▸ WHAT IS REQUIRED:
Report every line below that contains the word "grille", copying each one in full.

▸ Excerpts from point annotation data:
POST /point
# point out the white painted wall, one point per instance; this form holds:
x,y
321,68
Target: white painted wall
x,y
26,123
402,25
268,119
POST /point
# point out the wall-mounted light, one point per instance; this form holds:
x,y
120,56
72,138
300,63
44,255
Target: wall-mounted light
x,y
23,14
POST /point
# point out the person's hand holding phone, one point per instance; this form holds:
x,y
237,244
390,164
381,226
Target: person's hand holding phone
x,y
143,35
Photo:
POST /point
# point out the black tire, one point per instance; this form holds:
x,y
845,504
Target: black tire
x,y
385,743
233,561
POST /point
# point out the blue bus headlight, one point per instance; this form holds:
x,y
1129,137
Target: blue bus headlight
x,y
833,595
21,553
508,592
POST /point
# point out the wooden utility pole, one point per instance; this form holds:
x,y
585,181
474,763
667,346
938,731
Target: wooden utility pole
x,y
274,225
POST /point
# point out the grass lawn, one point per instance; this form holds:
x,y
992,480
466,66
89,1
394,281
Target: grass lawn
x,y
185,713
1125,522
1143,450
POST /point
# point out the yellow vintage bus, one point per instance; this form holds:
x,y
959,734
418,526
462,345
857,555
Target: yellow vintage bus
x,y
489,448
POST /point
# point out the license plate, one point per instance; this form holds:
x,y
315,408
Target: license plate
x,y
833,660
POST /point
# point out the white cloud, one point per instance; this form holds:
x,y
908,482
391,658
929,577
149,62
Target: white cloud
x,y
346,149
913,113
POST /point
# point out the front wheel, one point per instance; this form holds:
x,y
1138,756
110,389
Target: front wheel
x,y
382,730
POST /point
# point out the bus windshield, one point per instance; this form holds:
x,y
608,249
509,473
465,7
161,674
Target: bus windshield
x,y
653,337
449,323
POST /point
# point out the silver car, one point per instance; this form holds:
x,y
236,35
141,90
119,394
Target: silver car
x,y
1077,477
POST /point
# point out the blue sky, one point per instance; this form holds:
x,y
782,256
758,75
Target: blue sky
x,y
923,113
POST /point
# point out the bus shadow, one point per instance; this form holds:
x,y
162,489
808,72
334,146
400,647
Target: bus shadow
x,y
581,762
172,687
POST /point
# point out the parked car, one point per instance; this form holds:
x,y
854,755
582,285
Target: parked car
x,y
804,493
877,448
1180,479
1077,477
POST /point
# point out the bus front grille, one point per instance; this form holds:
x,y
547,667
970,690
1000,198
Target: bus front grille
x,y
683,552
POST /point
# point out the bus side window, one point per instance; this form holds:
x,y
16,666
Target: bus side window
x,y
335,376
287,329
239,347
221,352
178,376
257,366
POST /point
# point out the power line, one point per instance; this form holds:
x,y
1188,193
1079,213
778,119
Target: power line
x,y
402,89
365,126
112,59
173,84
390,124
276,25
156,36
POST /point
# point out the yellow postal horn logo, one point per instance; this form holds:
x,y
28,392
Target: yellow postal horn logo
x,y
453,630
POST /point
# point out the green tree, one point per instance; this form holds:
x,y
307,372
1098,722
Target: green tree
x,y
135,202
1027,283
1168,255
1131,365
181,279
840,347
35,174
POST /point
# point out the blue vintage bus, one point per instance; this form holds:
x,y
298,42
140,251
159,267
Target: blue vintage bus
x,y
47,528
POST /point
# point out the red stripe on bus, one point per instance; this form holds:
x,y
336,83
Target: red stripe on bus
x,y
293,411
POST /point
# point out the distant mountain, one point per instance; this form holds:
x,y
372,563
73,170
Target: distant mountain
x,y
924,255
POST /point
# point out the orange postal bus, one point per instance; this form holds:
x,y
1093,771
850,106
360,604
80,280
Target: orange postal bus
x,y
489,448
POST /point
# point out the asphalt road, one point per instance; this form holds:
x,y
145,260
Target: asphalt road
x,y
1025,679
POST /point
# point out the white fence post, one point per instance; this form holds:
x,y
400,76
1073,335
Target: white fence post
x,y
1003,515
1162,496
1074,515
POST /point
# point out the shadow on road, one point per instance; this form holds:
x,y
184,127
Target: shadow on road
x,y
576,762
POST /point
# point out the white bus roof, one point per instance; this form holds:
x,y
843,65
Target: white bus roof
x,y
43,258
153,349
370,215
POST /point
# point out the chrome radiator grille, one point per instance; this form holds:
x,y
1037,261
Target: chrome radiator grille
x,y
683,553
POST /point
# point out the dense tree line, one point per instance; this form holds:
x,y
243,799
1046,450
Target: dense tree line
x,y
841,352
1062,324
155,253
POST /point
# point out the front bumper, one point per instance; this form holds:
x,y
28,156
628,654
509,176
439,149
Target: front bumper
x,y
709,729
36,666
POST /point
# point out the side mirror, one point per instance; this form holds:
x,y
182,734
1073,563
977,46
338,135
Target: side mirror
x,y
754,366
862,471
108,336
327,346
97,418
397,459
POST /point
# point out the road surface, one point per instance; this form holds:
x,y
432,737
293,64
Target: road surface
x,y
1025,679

▸ WRITTEN REPLY:
# point out the bus front grille, one point per instance; this form holds:
Target: bus front grille
# point out the chrome radiator grille, one point per instance; this form holds:
Target: chrome radiator grille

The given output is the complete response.